# [What you are asked to do]
In the records below, locate the line containing "Could you point out the black binoculars", then output that line and all later lines exactly, through the last one.

◇ ◇ ◇ ◇ ◇

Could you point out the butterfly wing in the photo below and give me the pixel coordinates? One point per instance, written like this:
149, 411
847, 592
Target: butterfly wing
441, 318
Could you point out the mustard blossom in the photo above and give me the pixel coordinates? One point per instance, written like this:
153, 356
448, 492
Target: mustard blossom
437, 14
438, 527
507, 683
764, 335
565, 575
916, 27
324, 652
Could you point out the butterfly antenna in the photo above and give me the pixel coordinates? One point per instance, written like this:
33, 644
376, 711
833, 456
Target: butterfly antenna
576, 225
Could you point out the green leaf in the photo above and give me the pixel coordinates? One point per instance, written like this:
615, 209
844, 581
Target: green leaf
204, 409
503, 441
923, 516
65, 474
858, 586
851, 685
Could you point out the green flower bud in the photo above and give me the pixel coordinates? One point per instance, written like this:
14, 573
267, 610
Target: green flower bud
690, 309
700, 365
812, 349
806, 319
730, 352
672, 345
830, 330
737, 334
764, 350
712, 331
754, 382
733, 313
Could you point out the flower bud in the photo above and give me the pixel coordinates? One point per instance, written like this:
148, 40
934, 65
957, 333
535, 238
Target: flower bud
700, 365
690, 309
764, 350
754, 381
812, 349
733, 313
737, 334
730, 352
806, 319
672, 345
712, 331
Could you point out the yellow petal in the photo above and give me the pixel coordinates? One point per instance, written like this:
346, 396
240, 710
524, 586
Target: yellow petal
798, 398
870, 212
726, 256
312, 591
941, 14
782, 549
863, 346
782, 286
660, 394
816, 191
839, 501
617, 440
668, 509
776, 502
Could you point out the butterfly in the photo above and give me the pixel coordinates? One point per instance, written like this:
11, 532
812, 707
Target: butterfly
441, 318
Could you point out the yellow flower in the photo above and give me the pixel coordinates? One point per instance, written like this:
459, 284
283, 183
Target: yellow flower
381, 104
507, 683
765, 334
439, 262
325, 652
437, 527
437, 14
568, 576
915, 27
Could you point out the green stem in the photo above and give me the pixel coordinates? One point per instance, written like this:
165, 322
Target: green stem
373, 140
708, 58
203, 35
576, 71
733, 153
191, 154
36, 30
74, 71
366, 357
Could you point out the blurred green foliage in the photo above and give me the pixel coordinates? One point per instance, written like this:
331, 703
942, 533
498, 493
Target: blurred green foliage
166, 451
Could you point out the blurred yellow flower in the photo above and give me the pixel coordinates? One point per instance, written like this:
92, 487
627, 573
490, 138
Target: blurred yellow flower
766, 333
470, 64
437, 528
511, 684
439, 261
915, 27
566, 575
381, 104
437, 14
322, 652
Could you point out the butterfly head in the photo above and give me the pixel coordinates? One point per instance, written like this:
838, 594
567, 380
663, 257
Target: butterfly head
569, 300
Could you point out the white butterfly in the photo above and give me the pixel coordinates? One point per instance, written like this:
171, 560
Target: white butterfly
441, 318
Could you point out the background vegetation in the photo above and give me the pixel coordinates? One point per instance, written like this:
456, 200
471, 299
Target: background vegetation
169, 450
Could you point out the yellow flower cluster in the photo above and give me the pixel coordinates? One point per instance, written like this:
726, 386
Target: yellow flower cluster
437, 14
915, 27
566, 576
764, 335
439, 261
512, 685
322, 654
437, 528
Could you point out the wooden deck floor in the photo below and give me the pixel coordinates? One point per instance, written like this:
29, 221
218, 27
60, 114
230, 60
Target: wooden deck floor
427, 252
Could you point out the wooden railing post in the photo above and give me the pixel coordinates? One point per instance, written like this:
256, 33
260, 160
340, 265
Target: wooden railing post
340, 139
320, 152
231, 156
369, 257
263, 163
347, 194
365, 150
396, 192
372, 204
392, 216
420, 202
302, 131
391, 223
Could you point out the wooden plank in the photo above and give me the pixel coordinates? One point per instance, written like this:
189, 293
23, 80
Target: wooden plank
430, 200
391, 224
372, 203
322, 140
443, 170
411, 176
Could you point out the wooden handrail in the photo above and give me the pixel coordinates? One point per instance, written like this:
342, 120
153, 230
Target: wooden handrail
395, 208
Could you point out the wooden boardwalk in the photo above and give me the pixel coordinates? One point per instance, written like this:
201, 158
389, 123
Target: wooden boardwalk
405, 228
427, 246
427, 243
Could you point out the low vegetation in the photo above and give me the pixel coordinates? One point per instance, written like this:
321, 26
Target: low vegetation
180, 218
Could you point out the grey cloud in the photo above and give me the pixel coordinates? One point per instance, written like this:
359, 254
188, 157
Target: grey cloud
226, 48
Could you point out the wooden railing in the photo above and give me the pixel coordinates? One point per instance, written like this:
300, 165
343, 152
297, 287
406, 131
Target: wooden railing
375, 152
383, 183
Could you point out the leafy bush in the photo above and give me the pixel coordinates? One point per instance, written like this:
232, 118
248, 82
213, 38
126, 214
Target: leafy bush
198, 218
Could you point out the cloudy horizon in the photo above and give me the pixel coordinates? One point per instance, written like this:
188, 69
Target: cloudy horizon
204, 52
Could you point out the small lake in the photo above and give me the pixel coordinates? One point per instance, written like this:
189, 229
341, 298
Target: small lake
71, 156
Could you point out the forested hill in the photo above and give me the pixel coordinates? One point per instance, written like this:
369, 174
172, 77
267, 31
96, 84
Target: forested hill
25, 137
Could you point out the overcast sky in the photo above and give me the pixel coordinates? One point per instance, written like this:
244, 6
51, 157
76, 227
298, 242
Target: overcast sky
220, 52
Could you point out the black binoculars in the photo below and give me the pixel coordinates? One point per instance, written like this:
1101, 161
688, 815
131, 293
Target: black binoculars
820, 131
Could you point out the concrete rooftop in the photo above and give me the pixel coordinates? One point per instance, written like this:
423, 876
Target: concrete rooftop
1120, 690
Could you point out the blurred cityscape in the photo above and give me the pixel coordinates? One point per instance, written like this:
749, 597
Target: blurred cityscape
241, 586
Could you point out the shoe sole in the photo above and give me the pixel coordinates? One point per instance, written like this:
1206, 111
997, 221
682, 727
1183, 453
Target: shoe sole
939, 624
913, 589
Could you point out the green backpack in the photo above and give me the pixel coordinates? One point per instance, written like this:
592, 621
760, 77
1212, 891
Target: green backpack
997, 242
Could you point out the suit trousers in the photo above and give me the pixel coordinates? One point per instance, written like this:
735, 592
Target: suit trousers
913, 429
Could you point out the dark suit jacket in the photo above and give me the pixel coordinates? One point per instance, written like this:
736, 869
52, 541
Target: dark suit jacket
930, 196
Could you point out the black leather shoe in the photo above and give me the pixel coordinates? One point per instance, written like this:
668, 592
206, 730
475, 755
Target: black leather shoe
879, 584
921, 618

◇ ◇ ◇ ◇ ◇

# [Answer to the problem]
Could you point out the black binoculars in the photo below and give me the pixel coordinates? One point per instance, written like this:
1101, 161
688, 815
131, 293
Target: black binoculars
820, 131
Could you point out the concrete rooftop in the photo above and give me the pixel coordinates? One point per instance, written like this:
423, 876
Target: concrete rooftop
1120, 690
Could you point out the blurred cityscape in the photo above and give me the pixel coordinates? One point per instance, written like this:
749, 597
Target: blurred cityscape
241, 586
Could you point out the shoe sole in the photo above and give me the pixel coordinates? One point per instance, written like this:
1206, 111
997, 221
682, 727
1183, 453
Target: shoe sole
939, 624
913, 589
Could you point out the green backpack in the photo above and give me the pixel coordinates? One point per instance, written like this:
592, 621
760, 77
1212, 891
Target: green backpack
997, 242
Could you point out the suit trousers in the photo above and give me the pixel coordinates? One point per instance, written like this:
735, 592
Target: suit trousers
913, 429
Could you point out the dark suit jacket in the photo above and give me the pixel coordinates? One point per instance, written like this:
736, 869
52, 541
Target: dark suit jacket
930, 196
Could you point out the black leather shoe in the photo above and give me the pixel coordinates? One point per instance, written like this:
668, 592
206, 730
475, 755
Target: black leather shoe
879, 584
921, 618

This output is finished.